>> Start

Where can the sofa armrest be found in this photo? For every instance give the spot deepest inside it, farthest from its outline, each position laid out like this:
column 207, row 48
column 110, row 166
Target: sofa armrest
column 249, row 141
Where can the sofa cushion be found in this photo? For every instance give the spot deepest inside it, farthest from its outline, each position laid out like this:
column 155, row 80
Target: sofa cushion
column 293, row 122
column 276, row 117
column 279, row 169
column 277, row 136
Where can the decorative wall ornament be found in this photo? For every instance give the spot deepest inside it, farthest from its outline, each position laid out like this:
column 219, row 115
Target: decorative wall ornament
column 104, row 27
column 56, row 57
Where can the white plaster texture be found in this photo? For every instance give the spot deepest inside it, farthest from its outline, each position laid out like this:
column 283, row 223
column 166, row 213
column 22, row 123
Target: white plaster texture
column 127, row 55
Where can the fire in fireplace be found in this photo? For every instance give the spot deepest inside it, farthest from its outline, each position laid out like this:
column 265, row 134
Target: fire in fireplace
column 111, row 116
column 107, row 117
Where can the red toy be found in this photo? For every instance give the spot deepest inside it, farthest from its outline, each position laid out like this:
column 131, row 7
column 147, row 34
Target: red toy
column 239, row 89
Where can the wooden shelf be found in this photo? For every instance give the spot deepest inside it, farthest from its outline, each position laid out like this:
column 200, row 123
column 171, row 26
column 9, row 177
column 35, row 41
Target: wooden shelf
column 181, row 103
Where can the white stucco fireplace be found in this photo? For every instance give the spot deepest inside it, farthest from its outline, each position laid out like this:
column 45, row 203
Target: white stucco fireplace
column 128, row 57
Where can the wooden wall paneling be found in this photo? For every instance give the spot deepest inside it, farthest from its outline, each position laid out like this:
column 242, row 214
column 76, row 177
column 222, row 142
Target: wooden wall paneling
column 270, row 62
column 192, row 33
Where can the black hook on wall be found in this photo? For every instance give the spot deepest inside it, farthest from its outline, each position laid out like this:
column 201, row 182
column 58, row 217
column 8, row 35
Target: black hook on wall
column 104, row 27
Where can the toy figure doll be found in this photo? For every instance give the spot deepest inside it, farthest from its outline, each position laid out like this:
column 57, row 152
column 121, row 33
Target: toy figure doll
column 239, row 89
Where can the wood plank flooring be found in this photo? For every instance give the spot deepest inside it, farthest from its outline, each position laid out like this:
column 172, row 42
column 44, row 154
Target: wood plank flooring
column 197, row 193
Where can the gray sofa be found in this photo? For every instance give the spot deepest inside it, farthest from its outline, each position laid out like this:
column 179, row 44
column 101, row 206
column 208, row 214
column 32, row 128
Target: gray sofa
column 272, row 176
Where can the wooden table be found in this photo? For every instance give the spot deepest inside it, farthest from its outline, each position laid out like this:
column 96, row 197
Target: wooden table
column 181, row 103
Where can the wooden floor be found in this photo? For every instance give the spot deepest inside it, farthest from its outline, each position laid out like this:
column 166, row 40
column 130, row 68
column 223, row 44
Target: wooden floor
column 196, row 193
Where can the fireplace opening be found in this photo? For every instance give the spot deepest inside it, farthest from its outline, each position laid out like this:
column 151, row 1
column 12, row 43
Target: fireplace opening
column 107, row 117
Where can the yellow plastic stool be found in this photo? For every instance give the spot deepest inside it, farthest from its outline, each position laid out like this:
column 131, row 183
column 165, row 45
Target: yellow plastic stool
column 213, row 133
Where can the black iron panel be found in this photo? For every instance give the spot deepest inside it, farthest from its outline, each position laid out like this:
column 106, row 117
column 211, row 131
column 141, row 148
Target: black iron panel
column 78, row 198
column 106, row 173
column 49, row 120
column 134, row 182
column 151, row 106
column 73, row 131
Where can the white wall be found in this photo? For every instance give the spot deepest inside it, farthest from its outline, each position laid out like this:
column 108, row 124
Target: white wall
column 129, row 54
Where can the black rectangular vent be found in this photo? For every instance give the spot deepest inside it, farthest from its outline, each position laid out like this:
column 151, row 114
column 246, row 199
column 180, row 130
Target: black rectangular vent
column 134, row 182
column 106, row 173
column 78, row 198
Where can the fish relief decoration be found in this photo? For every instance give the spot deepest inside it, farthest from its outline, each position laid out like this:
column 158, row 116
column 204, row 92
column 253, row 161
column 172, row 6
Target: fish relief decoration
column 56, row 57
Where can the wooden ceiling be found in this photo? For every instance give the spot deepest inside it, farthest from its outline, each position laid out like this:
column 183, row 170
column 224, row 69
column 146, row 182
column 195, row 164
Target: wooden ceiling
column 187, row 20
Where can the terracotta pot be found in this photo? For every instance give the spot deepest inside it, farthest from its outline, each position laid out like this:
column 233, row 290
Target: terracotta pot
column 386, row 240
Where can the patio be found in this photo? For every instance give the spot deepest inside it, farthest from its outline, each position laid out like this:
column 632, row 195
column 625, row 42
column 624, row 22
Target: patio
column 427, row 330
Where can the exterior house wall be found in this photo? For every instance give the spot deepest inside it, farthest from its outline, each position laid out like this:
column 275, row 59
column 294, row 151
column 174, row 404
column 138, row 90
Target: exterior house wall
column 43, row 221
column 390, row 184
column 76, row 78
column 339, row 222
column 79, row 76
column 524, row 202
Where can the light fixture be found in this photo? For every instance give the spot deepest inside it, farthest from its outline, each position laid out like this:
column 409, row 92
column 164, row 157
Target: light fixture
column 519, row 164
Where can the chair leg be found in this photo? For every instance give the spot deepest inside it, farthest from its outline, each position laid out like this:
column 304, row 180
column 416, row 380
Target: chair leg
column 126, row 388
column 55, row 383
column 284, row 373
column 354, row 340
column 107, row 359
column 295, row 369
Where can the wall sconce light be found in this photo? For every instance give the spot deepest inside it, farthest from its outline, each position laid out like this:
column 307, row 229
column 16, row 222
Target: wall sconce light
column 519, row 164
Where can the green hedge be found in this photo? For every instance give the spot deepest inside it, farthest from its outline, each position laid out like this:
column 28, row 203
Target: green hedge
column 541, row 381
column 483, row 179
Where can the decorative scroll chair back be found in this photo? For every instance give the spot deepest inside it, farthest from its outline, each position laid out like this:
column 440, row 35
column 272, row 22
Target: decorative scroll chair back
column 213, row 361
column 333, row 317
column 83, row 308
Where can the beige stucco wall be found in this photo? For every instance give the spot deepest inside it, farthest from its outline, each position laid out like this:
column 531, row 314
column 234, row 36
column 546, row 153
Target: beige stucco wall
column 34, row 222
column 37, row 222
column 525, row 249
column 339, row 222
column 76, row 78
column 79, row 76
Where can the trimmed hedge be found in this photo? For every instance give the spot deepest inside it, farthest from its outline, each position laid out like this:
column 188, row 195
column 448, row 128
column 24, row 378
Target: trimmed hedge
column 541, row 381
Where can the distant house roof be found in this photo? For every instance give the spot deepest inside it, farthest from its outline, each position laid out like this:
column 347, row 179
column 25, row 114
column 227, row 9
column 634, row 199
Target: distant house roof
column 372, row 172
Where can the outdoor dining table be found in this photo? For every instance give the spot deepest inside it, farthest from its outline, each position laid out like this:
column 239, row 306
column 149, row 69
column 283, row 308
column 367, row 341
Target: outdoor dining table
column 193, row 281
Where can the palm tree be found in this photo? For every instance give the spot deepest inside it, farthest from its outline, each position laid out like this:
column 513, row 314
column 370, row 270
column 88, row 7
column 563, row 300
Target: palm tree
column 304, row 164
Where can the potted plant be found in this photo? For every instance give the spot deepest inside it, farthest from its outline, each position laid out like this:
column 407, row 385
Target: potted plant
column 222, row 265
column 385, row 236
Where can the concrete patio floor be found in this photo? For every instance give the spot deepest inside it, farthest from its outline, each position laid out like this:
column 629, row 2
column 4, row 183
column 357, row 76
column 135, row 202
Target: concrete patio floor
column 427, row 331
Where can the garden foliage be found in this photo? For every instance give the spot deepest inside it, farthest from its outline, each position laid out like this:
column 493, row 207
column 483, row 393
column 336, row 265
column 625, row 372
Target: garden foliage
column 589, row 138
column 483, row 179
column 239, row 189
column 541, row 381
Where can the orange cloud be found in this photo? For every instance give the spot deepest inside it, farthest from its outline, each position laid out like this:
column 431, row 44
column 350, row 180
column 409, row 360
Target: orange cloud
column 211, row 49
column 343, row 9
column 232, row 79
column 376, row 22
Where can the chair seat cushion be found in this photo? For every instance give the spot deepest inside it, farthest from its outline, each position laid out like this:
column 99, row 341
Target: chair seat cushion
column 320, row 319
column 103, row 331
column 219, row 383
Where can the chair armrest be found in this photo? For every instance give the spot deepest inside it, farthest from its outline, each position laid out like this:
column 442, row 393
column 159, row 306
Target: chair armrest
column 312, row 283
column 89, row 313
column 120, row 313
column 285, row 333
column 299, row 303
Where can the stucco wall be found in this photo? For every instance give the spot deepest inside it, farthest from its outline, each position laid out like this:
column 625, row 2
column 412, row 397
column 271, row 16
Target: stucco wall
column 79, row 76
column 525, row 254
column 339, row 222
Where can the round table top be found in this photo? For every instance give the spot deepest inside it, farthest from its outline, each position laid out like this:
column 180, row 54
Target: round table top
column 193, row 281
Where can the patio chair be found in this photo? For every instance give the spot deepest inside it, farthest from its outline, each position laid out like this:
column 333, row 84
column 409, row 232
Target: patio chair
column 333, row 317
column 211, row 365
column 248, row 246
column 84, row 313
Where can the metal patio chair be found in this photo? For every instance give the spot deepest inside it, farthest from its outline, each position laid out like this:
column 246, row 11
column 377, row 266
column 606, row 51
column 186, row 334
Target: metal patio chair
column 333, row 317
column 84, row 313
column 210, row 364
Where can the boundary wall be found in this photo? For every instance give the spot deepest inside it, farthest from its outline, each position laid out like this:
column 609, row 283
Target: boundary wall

>> End

Print from the line containing "Where can the chair seat" to the last line above, exactly as written.

- _SOLUTION BELOW_:
Where can the chair seat cushion be found in this photo? For every instance give the spot deepest inside it, farthest from its outline, each position laid out like this:
column 99, row 341
Target: chair seat cushion
column 320, row 319
column 103, row 331
column 219, row 383
Where can the chair armrest be found in this photo? For every instance give the spot deepest inside it, farthest from its outline, each position laid out like this:
column 442, row 393
column 159, row 306
Target: chair armrest
column 312, row 283
column 89, row 313
column 120, row 313
column 285, row 333
column 299, row 303
Where can the stucco wall be found in this photo? For every instance give the spot deepest inside it, farthest from its outline, each position laid out like this:
column 625, row 2
column 412, row 397
column 271, row 16
Target: stucco wall
column 79, row 76
column 525, row 254
column 339, row 222
Where can the round table top be found in this photo? For every instance give the spot deepest inside it, farthest from its outline, each position laid out like this:
column 180, row 54
Target: round table top
column 193, row 281
Where can the patio chair be found in this photo? For every instance give the spot deepest inside it, farthest from its outline, each position laid out like this:
column 333, row 84
column 409, row 232
Target: patio chair
column 333, row 317
column 211, row 365
column 248, row 246
column 84, row 313
Where can the metal patio chair be found in this photo? For every instance give the spot deepest inside it, farthest from its outline, each position laid out like this:
column 246, row 11
column 377, row 266
column 606, row 51
column 186, row 334
Target: metal patio chair
column 333, row 317
column 84, row 313
column 210, row 364
Where can the boundary wall be found in this photo? For every instance give the spot deepest inside it, farthest from its outline, each position laid out like this:
column 609, row 283
Target: boundary wall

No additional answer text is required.